**PERINTAH 1:**
Laporkan setiap baris data yang mengandung string "glove".

Di Jawa Barat, salah satu tempat berburu milky way terbaik berada di kawasan wisata Ciwidey Kab. Bandung. Selain karena lokasinya yang tinggi, keasrian suasana serta landscape-nya yang memukau, polusi disini cukup rendah. Selain itu, kawasan ini mempunyai banyak spot menarik yang bisa dijadikan tempat berburu milky way, seperti Ranca Upas, Situ Patenggang, dan perkebunan teh.

Ranca Upas menjadi pilihan berburu milky way kami, Sabtu (13/10/2018) minggu lalu. Selain karena memenuhi syarat lokasi untuk memperoleh milky way, Ranca upas atau Kampung Cai Ranca Upas merupakan kawasan wisata alam dan bumi perkemahan terpopuler bagi traveller untuk melihat keindahan alam lebih dekat. Kawasan ini juga merupakan hutan lindung dan tempat konservasi berbagai macam flora dan fauna, misalnya tanaman langka seperti jamuju dan kihujan (trembesi), serta fauna dilindungi seperti rusa.

**PERINTAH 2:**
Menurut kutipan tentang berburu milky way, tanaman langka apa saja yang disebutkan ada di kawasan Ranca Upas?

**BARIS DATA:**
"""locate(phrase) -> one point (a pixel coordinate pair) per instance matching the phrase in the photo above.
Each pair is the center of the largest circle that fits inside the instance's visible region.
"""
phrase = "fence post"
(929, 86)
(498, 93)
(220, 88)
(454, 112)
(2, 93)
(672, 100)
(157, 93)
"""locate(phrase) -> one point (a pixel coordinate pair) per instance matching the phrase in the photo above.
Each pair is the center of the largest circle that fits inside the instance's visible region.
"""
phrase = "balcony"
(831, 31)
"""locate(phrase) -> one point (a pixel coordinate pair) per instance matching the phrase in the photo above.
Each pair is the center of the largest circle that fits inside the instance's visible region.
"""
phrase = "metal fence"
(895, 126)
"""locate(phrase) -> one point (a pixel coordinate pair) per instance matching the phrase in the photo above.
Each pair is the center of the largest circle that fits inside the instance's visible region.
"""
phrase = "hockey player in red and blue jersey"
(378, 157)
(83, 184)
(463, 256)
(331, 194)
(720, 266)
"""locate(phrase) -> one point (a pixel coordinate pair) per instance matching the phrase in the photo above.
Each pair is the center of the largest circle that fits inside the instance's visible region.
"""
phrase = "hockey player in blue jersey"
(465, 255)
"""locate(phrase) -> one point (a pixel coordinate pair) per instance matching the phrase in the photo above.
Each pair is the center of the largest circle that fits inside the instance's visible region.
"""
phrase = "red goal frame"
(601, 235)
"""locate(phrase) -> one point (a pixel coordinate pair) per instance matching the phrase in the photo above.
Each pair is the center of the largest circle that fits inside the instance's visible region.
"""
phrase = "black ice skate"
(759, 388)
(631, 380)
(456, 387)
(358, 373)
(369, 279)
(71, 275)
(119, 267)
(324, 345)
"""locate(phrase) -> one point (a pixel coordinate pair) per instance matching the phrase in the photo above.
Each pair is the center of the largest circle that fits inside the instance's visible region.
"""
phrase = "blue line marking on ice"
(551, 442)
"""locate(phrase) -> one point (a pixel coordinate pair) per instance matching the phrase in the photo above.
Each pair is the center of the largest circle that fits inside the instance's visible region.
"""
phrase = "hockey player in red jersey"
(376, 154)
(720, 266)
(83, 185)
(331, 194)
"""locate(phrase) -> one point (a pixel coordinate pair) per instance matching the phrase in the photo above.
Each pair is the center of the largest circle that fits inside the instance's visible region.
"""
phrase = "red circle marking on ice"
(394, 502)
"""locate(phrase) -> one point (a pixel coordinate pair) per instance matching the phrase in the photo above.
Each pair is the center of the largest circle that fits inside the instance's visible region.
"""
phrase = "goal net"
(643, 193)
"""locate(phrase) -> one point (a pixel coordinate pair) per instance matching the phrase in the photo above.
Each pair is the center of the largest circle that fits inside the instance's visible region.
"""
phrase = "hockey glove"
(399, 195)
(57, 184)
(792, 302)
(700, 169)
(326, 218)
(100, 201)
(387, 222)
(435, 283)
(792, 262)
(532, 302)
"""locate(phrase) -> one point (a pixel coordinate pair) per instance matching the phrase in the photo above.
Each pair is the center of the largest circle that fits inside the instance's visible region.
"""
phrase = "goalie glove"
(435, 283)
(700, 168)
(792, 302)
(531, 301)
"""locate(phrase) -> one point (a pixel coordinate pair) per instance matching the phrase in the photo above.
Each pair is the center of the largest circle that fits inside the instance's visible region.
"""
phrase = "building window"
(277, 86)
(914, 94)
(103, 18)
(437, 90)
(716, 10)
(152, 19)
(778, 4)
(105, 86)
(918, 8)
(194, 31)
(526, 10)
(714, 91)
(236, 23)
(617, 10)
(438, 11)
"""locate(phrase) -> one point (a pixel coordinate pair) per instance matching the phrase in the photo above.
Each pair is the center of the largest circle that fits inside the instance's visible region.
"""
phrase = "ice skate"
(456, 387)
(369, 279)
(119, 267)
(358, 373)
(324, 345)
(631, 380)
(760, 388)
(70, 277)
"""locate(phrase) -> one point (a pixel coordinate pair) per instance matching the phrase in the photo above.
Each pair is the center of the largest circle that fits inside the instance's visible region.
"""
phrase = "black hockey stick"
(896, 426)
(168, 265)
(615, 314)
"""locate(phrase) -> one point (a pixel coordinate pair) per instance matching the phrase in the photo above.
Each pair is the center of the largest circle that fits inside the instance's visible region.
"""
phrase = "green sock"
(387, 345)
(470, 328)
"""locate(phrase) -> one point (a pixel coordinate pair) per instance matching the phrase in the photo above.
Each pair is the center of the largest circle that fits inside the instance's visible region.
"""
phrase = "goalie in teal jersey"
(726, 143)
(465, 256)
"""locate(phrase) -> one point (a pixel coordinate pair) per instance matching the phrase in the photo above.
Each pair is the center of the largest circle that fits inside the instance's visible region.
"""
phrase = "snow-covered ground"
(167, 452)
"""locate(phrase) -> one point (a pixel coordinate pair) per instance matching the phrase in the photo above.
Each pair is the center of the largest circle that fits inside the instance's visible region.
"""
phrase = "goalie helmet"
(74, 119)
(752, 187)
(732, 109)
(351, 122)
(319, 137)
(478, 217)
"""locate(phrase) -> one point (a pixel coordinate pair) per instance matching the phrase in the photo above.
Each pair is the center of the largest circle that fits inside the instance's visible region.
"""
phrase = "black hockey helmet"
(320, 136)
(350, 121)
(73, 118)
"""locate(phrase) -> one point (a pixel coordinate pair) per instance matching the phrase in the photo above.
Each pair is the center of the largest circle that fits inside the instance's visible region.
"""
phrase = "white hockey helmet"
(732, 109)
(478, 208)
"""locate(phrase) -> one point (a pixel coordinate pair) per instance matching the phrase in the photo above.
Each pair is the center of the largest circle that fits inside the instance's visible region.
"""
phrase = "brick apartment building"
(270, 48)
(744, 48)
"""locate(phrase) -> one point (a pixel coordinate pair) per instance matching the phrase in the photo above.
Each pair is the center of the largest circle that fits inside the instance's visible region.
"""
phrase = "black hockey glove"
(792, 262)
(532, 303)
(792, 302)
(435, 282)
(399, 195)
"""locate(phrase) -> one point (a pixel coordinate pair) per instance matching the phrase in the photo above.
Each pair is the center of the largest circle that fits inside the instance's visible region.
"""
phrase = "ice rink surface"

--

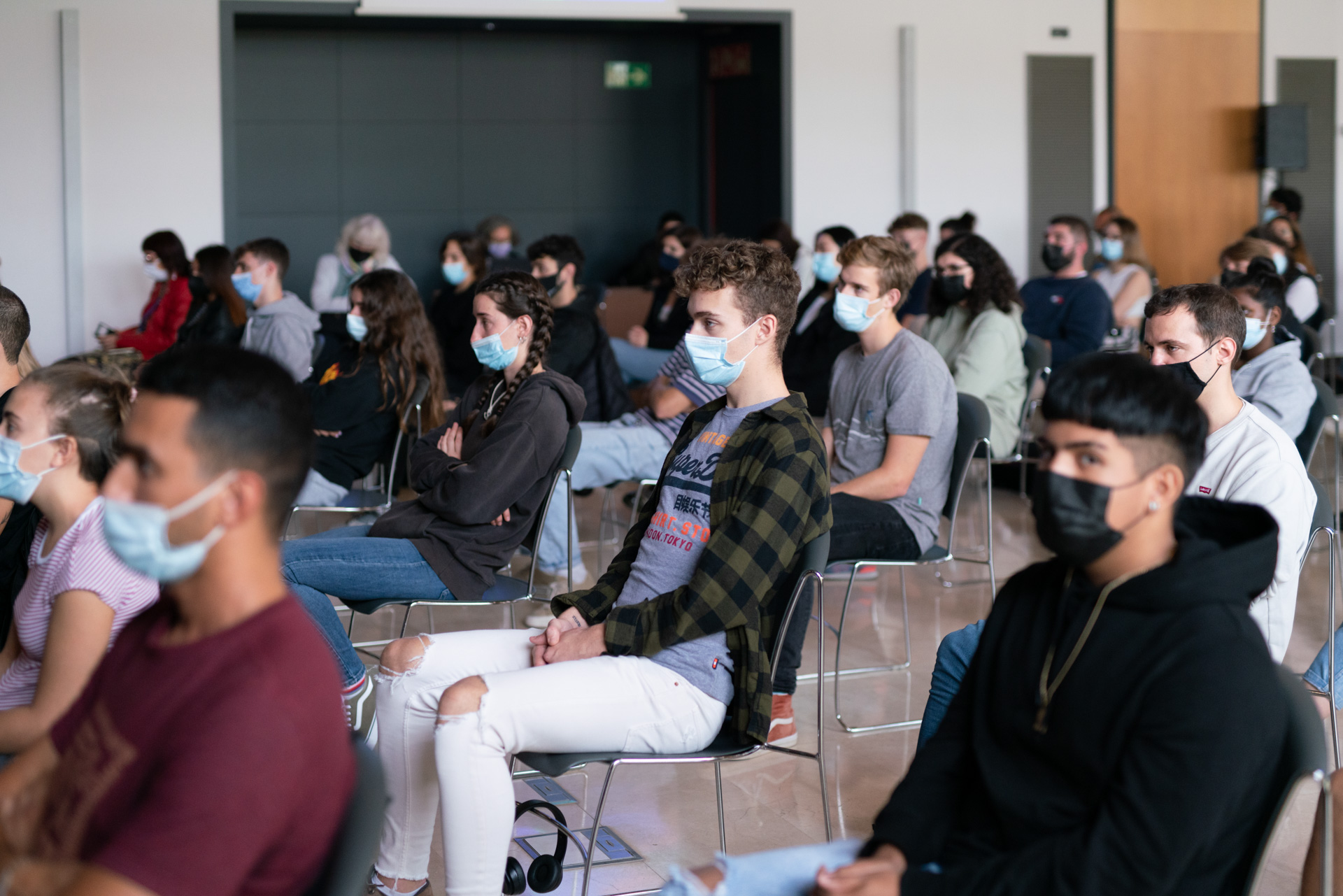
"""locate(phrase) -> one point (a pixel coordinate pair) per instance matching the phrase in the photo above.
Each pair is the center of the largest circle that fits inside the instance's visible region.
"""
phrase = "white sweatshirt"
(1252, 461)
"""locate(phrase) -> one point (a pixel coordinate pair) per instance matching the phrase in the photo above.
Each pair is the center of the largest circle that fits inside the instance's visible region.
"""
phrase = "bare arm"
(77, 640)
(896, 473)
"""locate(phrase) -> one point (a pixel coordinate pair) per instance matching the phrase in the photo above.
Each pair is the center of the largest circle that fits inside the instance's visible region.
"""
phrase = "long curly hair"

**CONTOH JAWABAN 1:**
phrase = "hockey glove"
phrase = "goalie glove"
phrase = "black hockey glove"

**CONTOH JAWABAN 2:**
Jamuju dan kihujan (trembesi).